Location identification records
-.-.-
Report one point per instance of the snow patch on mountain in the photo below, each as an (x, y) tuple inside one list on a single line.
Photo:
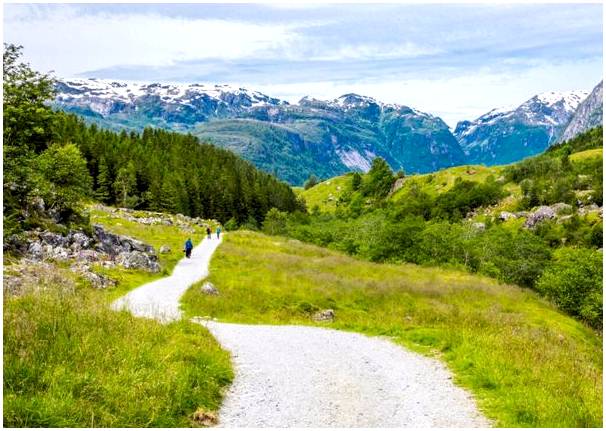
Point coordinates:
[(354, 160), (95, 92)]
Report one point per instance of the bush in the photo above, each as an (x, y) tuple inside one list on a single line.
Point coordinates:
[(231, 224), (70, 361), (311, 181), (574, 282), (275, 222)]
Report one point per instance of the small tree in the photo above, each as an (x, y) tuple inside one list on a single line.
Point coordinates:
[(356, 181), (574, 282), (103, 192), (126, 181), (311, 181), (68, 180), (275, 222), (379, 179)]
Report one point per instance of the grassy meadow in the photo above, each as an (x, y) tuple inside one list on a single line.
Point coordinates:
[(69, 361), (528, 364)]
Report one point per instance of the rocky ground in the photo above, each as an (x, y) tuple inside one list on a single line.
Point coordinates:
[(38, 251)]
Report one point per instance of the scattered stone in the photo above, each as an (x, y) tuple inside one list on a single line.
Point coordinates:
[(204, 418), (564, 218), (479, 226), (53, 239), (209, 289), (397, 185), (561, 208), (138, 260), (541, 214), (324, 316), (504, 216), (35, 250)]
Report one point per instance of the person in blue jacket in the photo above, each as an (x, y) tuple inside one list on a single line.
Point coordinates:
[(188, 247)]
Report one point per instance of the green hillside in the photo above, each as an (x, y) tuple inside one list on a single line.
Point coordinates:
[(527, 363), (70, 361), (519, 223)]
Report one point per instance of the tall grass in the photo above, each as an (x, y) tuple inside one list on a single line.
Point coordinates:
[(527, 363), (71, 362)]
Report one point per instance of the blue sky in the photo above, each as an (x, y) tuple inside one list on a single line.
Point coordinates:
[(455, 61)]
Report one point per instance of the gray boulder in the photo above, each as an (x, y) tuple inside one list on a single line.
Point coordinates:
[(209, 289), (561, 208), (53, 239), (137, 259), (504, 216), (541, 214), (35, 250), (324, 316), (479, 226)]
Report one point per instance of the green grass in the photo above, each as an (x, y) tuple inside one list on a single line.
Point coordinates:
[(155, 235), (326, 193), (587, 154), (69, 361), (527, 363)]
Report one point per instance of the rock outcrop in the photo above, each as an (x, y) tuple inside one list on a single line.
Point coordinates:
[(102, 247)]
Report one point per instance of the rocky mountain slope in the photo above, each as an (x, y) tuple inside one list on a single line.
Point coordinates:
[(588, 114), (325, 138), (506, 135)]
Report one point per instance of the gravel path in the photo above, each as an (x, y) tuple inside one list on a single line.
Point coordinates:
[(160, 299), (301, 376)]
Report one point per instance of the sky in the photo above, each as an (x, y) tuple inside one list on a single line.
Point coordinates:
[(454, 61)]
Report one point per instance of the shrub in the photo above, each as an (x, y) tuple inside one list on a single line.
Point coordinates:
[(574, 282), (275, 222)]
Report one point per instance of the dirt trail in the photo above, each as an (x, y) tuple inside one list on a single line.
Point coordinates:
[(301, 376)]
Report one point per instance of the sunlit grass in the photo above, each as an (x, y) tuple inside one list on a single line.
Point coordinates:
[(527, 363), (69, 361)]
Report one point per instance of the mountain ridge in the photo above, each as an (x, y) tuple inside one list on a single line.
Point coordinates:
[(322, 137)]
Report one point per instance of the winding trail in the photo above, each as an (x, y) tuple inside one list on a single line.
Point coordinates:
[(303, 376), (160, 299)]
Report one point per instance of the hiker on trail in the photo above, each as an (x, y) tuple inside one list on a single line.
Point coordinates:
[(188, 247)]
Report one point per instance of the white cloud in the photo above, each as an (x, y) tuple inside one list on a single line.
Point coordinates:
[(97, 41), (453, 98)]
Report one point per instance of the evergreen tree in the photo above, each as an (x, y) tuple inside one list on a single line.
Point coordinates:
[(379, 179), (103, 191), (311, 181), (356, 181), (126, 181)]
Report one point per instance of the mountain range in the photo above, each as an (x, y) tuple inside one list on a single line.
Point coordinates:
[(328, 138)]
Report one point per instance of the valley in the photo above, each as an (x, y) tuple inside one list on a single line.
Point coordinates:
[(485, 278), (328, 138)]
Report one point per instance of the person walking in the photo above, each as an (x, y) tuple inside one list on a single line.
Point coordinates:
[(188, 248)]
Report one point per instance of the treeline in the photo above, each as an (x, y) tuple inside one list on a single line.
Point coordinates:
[(54, 161), (167, 171), (558, 257)]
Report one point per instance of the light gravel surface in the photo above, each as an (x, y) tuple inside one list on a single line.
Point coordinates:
[(160, 299), (301, 376)]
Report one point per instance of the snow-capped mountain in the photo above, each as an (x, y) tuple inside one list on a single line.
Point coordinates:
[(589, 114), (177, 105), (506, 135), (324, 138)]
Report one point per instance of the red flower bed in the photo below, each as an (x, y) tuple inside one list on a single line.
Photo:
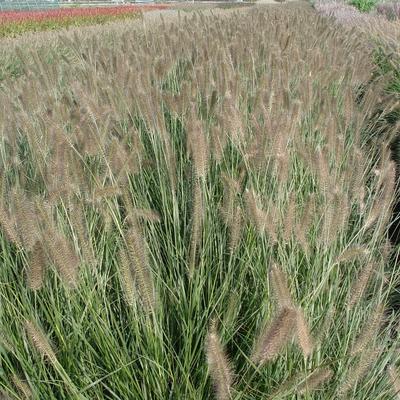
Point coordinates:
[(14, 23), (19, 16)]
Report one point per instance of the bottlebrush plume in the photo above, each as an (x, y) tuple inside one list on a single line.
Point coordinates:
[(128, 283), (219, 365), (360, 284), (140, 267), (369, 331), (394, 380), (303, 333), (367, 359), (37, 265), (353, 252), (275, 336), (197, 223), (22, 387), (280, 286), (7, 224)]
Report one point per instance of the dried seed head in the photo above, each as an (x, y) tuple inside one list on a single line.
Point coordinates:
[(147, 214), (280, 287), (37, 265), (303, 333), (63, 256), (8, 225), (359, 286), (128, 283), (140, 267), (351, 253), (369, 331), (22, 387), (394, 380), (367, 359), (219, 365), (197, 223), (272, 339)]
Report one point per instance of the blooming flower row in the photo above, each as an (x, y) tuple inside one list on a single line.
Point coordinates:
[(14, 23), (17, 16)]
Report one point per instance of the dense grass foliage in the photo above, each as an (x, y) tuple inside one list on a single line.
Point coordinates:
[(192, 211), (16, 23)]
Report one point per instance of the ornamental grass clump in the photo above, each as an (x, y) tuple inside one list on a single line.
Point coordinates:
[(191, 211)]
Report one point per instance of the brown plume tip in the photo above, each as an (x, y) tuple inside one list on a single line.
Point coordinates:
[(270, 342), (219, 365)]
-.-.-
Your objective:
Starting at the beginning of the records and going on through the line with "[(354, 160), (95, 92)]", write those lines out again, requests included, and shift every point coordinate in the answers by -59. Leave the pictures out of your answer.

Answer to the exercise:
Report one point per instance of the snow patch on mountain in the photo below, each as an (x, y) tuple inside one list on a single line.
Photo:
Point coordinates:
[(295, 101), (36, 33)]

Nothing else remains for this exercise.